__SOURCE EXTRACT__.
+---+

The problem here is that you have a family to feed and you are looking to get
out of a financial pit. I wouldn't suggest such a route (freelance web dev)
without a nest of savings to rely on.

I don't think you would benefit from posting your numbers. What freelance web
developers make is very personal. I have seen "internet marketers" post
monthly earnings on their sites but that seems less personal to me and these
people generally work for themselves (freelancers always have a boss... the
client.)

------
GoldenMonkey
Just Do It! Pound the pavement now for paying gigs! Freelancing is a
relationship business. Find your target market and start wining and dining
them. Attend their events, speak at their events, write articles with
solutions to their problems, meet them, befriend them. 2-3 months is about as
long as it takes for the first gig to happen. As you continue the above
process, you'll continue to have customers. Ppl do business with those they
know, like, and trust. Deliver on time and within agreed upon terms. Be
responsive to your customers, return calls and emails on the same day. Start
at a lower hourly rate at first, to get your first paying customer, raise
rates for new ones if you can afford to lose the work. Most importantly, do
not waste time creating an ideal portfolio. Number one, find these potential
clients. Get those clients signed up, get that money coming in.

+---+

__WRITTEN PROBLEM 1__.
Please extract the passage of the freelancing advice from "The problem here" to "(freelance web dev)".

+---+

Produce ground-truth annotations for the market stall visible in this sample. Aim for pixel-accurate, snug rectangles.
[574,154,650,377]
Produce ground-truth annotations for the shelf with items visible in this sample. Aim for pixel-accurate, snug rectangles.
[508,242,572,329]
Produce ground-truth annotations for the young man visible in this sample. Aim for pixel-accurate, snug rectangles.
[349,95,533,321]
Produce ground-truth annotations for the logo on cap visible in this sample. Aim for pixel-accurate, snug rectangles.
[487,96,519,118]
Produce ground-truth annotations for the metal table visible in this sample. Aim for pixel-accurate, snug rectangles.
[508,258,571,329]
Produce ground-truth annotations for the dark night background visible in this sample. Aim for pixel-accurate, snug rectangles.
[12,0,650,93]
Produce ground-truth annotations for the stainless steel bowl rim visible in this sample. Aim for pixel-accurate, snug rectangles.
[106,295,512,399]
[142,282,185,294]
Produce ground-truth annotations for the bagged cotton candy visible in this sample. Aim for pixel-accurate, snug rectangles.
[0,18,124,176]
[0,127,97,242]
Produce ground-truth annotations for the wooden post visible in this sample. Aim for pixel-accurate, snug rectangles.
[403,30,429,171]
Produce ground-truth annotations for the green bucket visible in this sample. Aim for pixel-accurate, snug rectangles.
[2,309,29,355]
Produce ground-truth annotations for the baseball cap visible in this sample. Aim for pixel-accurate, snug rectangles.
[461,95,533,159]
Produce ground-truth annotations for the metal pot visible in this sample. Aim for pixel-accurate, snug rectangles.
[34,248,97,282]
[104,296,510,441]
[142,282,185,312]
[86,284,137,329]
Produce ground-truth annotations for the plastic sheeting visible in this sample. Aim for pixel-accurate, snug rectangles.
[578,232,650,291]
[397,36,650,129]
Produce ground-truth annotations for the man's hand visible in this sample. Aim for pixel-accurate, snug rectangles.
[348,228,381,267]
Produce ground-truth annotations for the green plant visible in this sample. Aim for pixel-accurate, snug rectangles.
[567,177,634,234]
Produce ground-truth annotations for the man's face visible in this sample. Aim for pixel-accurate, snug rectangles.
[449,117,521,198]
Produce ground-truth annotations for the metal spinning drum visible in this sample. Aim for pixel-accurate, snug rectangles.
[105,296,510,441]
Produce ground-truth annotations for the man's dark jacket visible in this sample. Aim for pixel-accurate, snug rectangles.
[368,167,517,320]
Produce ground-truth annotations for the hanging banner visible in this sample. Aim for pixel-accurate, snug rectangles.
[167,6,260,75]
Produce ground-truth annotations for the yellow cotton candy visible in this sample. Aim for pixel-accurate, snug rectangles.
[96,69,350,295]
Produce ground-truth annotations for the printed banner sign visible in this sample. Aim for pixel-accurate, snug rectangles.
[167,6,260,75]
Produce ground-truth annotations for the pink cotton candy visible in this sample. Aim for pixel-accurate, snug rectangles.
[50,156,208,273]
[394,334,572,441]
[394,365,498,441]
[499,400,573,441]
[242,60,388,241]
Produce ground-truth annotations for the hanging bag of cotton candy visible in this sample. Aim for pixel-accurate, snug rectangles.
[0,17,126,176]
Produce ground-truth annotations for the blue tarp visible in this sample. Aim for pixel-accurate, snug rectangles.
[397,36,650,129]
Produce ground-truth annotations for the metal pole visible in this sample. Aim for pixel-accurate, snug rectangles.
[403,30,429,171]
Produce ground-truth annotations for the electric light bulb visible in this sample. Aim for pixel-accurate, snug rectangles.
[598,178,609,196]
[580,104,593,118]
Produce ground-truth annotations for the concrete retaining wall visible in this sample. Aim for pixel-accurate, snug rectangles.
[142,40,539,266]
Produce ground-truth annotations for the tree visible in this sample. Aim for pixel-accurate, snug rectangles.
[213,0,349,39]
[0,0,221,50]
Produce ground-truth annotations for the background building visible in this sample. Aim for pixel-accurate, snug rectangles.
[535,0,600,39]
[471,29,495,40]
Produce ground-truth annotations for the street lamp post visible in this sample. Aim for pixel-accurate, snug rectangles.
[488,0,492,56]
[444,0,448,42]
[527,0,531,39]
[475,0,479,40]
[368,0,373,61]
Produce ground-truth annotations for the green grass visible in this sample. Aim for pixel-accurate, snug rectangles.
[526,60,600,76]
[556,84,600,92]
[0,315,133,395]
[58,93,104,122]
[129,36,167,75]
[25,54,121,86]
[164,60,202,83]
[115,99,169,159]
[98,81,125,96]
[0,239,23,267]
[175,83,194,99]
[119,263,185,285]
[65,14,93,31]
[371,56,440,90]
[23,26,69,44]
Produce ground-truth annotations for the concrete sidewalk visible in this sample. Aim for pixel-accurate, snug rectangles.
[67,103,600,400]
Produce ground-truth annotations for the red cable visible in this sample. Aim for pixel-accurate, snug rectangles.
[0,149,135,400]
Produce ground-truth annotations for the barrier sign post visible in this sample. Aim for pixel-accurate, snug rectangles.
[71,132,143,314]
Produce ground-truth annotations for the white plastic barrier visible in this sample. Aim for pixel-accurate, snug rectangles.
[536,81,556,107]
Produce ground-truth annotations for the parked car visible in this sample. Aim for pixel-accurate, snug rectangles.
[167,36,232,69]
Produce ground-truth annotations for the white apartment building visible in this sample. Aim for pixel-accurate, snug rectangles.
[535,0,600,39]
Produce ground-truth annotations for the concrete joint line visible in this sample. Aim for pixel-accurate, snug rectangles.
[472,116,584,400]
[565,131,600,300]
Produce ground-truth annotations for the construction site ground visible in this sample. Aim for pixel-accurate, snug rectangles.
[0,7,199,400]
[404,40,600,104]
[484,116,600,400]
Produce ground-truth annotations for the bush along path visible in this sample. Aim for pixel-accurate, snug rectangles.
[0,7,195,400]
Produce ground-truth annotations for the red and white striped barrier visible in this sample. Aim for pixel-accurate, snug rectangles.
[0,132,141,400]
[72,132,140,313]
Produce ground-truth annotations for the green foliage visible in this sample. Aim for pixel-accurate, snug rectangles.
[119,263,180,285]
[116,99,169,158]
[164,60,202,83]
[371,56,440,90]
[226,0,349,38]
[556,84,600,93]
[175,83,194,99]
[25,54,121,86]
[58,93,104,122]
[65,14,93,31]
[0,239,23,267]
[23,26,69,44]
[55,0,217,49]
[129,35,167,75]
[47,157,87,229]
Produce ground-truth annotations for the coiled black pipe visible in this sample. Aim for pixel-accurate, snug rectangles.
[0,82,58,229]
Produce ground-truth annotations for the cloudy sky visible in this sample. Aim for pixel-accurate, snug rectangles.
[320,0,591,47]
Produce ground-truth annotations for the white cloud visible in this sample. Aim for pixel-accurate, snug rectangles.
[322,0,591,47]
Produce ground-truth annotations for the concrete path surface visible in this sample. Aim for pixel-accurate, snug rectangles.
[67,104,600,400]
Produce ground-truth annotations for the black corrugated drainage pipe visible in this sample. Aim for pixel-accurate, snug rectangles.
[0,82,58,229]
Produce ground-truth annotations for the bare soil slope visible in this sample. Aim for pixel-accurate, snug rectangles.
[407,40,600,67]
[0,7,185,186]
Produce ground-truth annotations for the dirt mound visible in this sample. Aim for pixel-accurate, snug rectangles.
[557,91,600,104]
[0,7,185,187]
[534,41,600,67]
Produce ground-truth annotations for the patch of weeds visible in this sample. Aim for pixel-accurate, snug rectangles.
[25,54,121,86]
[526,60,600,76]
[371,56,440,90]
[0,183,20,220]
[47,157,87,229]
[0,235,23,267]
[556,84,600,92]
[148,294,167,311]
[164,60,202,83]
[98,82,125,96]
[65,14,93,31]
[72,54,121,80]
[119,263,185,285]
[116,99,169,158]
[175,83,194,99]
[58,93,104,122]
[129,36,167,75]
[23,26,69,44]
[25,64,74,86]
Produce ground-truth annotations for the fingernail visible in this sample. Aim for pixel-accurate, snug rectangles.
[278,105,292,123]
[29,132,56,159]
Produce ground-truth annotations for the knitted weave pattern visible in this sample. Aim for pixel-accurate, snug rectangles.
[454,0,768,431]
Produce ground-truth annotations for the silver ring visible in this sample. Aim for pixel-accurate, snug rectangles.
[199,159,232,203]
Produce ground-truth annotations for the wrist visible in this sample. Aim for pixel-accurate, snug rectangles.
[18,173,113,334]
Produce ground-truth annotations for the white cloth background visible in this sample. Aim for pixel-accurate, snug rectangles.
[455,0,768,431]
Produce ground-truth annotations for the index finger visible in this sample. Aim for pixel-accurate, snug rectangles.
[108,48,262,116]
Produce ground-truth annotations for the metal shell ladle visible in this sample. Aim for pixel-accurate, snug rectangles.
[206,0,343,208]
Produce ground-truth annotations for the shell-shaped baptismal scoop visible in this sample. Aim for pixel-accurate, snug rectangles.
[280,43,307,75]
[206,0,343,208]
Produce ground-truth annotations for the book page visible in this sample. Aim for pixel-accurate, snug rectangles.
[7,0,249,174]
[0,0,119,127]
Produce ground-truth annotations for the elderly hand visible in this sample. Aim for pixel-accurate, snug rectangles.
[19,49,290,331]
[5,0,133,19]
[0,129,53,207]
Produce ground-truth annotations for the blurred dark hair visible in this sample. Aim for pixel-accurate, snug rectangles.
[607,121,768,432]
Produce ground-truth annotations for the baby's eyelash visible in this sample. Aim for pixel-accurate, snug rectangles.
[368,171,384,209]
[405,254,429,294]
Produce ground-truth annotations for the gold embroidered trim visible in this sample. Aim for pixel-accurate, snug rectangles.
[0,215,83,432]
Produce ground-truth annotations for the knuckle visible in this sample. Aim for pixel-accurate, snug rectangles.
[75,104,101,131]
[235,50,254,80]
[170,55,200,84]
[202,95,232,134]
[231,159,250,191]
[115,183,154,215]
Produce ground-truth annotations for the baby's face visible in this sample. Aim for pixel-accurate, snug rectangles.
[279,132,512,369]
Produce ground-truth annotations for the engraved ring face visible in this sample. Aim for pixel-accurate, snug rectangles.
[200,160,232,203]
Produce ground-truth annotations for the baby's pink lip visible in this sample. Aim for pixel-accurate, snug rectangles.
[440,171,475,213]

+---+

__WRITTEN PROBLEM 2__.
Rewrite the records from their start through the line with "[0,127,97,242]", changing "snug" to "tight" and keeping everything else the same. Give only those lines.

__WORKED SOLUTION 1__.
The problem here is that you have a family to feed and you are looking to get
out of a financial pit. I wouldn't suggest such a route (freelance web dev)

__WORKED SOLUTION 2__.
Produce ground-truth annotations for the market stall visible in this sample. Aim for pixel-accurate, tight rectangles.
[574,154,650,377]
Produce ground-truth annotations for the shelf with items visible in this sample. Aim for pixel-accurate, tight rectangles.
[508,242,572,329]
Produce ground-truth annotations for the young man visible in this sample. Aim for pixel-accurate, tight rectangles.
[349,95,533,321]
Produce ground-truth annotations for the logo on cap visible in this sample. Aim for pixel-accurate, tight rectangles.
[487,96,519,118]
Produce ground-truth annotations for the metal table visible in this sample. Aim for pixel-accurate, tight rectangles.
[508,258,571,329]
Produce ground-truth annotations for the dark night background visible in this sample. Aim for pixel-accurate, tight rectangles.
[12,0,650,93]
Produce ground-truth annotations for the stainless steel bowl rim visible in this sample. Aim for pixel-accurate, tight rectangles.
[106,295,512,399]
[142,282,185,294]
Produce ground-truth annotations for the bagged cotton candy visible in this sample. Aim for pixel-accurate, tight rectangles.
[0,18,124,176]
[0,127,97,242]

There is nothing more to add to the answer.